§ Complete the following:
**1)** In the text on aspirin and tomato plants, how many aspirin does the person in the Detroit News story put by each tomato plant, and how often?
**2)** Transcribe the stretch of the text on aspirin and tomato plants from "Asked June 07, 2017, 10:30" through "try it? Thanks!".

§ Exercise text:

Asked June 07, 2017, 10:30 AM EDT
Recently, the Detroit News did a story on someone who puts two regular aspirin (one on each side) of each of his tomato plants once a season. He is convinced it keeps them healthy and free of diseases all season. Your opinion on this practice? Could it hurt to try it? Thanks!
Wayne County Michigan
Salicylic acid, a closely related enzyme to acetylsalicylic acid found in aspirin, has been studied in plants for some time.
The studies I reviewed were conducted by universities or the USDA and the salicylic acid was dissolved in water, at very specific doses, and sprayed on the leaves or were used to water the plants. Some doses were toxic and caused yellowing leaves.
This statement is from Cornell University---
"Salicylic acid, the chemical compound found naturally in most plants (as well as in the most-used medication, aspirin), is a plant hormone produced at elevated levels in response to attack by microbial pathogens. According to a report on the Web today in the Proceedings of the National Academy of Sciences (PNAS Early Edition, week of Dec. 7, 2003) by BTI's Dhirendra Kumar and Daniel F. Klessig, the aspirin-like hormone is perceived by the SABP2 protein and a message is transmitted, via a lipid-based signal, to activate the plant's defense arsenal."

§ Record set:
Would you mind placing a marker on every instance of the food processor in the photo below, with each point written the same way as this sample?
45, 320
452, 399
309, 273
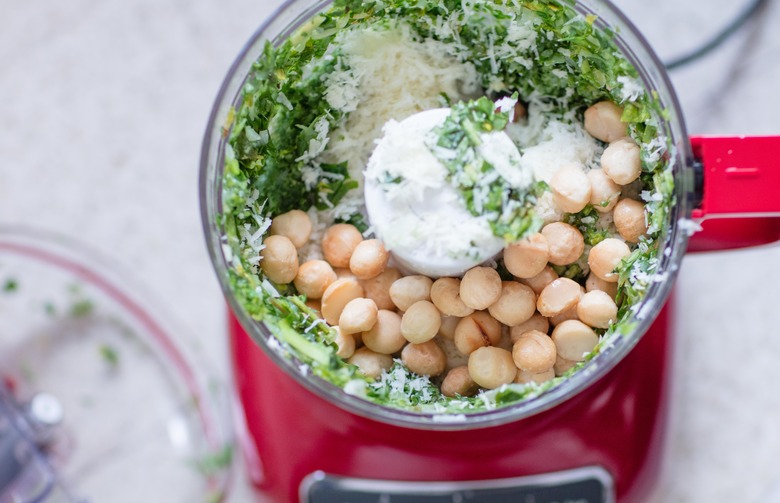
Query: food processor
597, 437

§ Solutions below:
**1)** Two regular aspirin, one on each side of each plant, once a season.

**2)**
Asked June 07, 2017, 10:30 AM EDT
Recently, the Detroit News did a story on someone who puts two regular aspirin (one on each side) of each of his tomato plants once a season. He is convinced it keeps them healthy and free of diseases all season. Your opinion on this practice? Could it hurt to try it? Thanks!